--- Passage shown ---

There's a family on fifth avenue trying to exist without electricity—and writing about it online. Robert Butler tunes in.
On his 40th birthday, Tom Good decided there was more to life than designing free plastic toys for breakfast cereals. The next day he resigned from his job, sold his car and dug up the front lawn of his Surbiton home. He and his wife, Barbara, would grow vegetables and soft fruit, and keep pigs, goats, chickens and-one day-a cockerel called Lenin. They would be self-sufficient.
From the first episode in April 1975, the BBC series "The Good Life" tapped into a new wholesomeness in British life. A nation battered by the OPEC crisis and the three-day week had found a sitcom that caught the same mood as E.F. Schumacher's book "Small is Beautiful" (1973), John Taylor's "Enough is Enough" (1975) and John Seymour's "The Complete Book of Self-Sufficiency" (1976). It wasn't just Britain: "The Good Life" was shown on PBS in America as "Good Neighbors".
Three decades after Tom Good took the rotavator to his front lawn, a new generation of the good life has sprung up-this time in the blogosphere. The best of the English-language ones are dotted around North America. In an apartment on Fifth Avenue, a 43-year-old man, his wife and two-year-old child attempt to live without making any net impact on the environment. That means no toilet paper. He gets plenty of advice from readers who have lived in the Middle East or India on what to do instead.
In Toronto, a 29-year-old single woman takes one new action a day for a year, from banning all polystyrene to getting rid of her car. Each step must stick. In Seattle, Crunchy Chicken, a mother of two, trying to reduce her family's energy consumption, runs a green book club, a low-impact week, a local food month and a discussion on reusable menstrual cups (complete with photo). As she cheerfully puts it: "Waaaay more information than you probably wanted."
Exercises in "voluntary simplicity" have been part of the literary landscape since Horace quit Rome for the countryside in about 33BC. (Exercises in involuntary simplicity are best represented by "Robinson Crusoe".) In North America, the simple life may always have been a minority pursuit, but it punches above its weight, drawing on associations with the puritan and Quaker settlers, the communalism of the Amish and the Shakers, and the rugged self-sufficiency of the frontiersmen.
The single most influential experiment in simple living was made by Henry David Thoreau. In 1845, he spent two years, two months and two days in a cabin by the shore of Walden Pond. Many writers have followed the model of Thoreau's "Walden", but Hollywood felt safe ignoring this tradition. As the Harvard academic Lawrence Buell wrote in "The Environmental Imagination" (1995), the "aesthetics of relinquishment" lie more in solitude and attentiveness than plot and character.
Till now, that is: the good-life bloggers are changing the narrative rules by linking to each other, responding to each other and egging each other on. Suddenly, there are characters and plots to burn! Take that business about the big, fat energy-guzzler lurking in the corner of the kitchen....

---

(What this exercise asks)
1. Summarize the article on simple-living blogs in two sentences.
2. Copy out everything in the article on simple-living blogs from "Three decades after" down to "to do instead.".

--- Records supplied ---

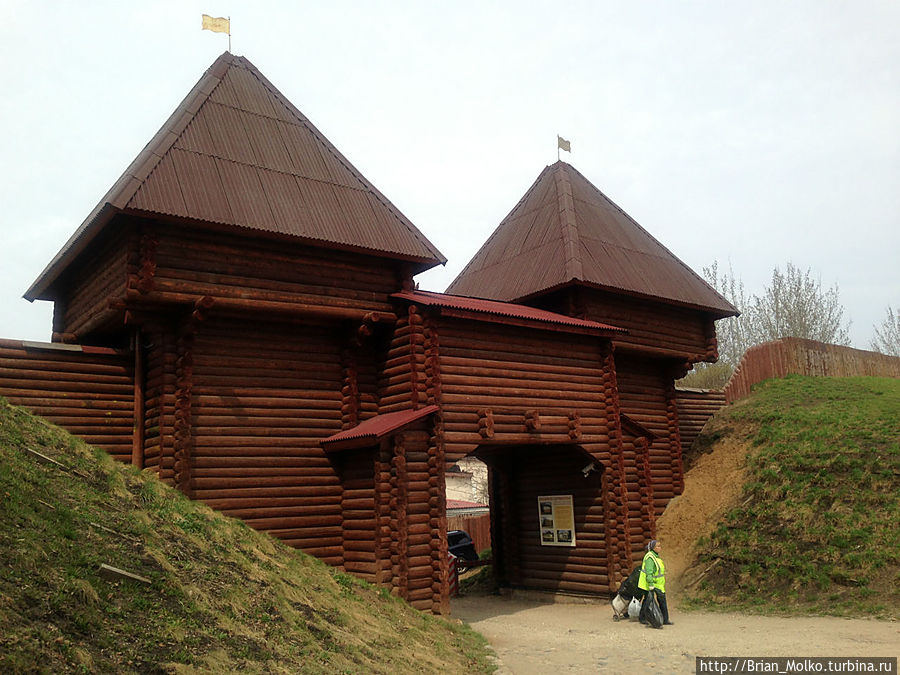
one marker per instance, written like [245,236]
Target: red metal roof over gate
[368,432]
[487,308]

---
--- Records supplied ---

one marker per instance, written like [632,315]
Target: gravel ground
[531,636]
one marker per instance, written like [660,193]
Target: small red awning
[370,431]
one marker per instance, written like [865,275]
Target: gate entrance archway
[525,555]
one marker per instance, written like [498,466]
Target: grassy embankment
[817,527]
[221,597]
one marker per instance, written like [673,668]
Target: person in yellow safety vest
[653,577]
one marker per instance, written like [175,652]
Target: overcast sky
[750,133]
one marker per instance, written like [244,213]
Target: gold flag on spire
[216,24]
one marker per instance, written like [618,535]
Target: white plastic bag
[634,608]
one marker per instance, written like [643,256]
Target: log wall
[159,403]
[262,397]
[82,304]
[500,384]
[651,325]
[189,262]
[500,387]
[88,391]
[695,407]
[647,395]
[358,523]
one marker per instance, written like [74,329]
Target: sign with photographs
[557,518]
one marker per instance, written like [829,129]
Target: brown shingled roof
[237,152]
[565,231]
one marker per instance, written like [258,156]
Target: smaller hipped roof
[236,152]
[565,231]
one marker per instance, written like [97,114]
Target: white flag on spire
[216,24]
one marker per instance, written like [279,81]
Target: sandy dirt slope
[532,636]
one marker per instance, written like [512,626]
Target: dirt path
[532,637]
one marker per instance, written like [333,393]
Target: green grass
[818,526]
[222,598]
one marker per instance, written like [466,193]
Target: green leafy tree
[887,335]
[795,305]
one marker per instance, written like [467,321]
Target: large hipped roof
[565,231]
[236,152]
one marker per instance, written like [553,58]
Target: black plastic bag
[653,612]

---

(Task responses)
1. The 1975 BBC sitcom "The Good Life," in which a couple dig up their Surbiton lawn to become self-sufficient, caught a new wholesomeness in British life, and three decades later a new generation of the good life has sprung up in blogs across North America, such as a Fifth Avenue family trying to live without any net impact on the environment. Simple living has long been part of the literary landscape, most influentially through Thoreau's "Walden," and these bloggers are changing its narrative rules by linking to each other, responding to each other and egging each other on.

2.
Three decades after Tom Good took the rotavator to his front lawn, a new generation of the good life has sprung up-this time in the blogosphere. The best of the English-language ones are dotted around North America. In an apartment on Fifth Avenue, a 43-year-old man, his wife and two-year-old child attempt to live without making any net impact on the environment. That means no toilet paper. He gets plenty of advice from readers who have lived in the Middle East or India on what to do instead.